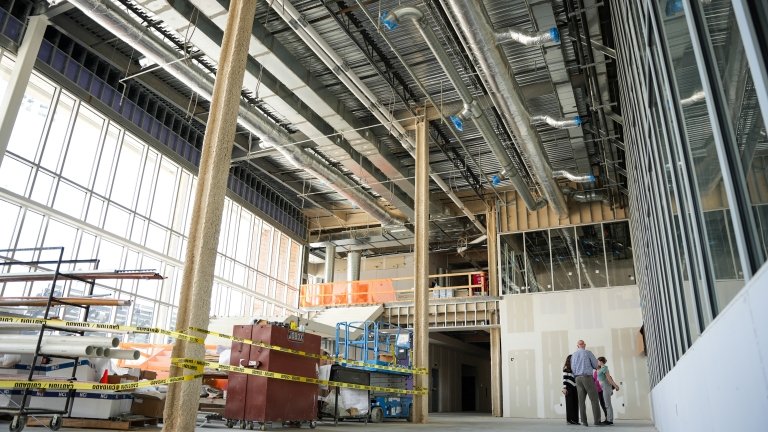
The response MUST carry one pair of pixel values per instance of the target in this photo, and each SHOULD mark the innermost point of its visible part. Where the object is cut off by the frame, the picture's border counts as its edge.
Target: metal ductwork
(353, 265)
(473, 21)
(557, 123)
(586, 196)
(153, 48)
(526, 37)
(346, 76)
(471, 108)
(588, 178)
(330, 262)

****************************************

Task description:
Put every line of the records above into a numbered list, skipping blank lines and leaving out the pictures.

Response to this task:
1. The response MUST carry one pair of pixel values per instance of the target in this photo, and each SHOULD mark the innermost point of its visible part. Where the object is cut off by the frame, the picture's border counts as its edge.
2. Target: metal ductwork
3. (353, 265)
4. (473, 21)
5. (557, 123)
6. (586, 196)
7. (153, 48)
8. (526, 37)
9. (346, 76)
10. (471, 108)
11. (588, 178)
12. (330, 262)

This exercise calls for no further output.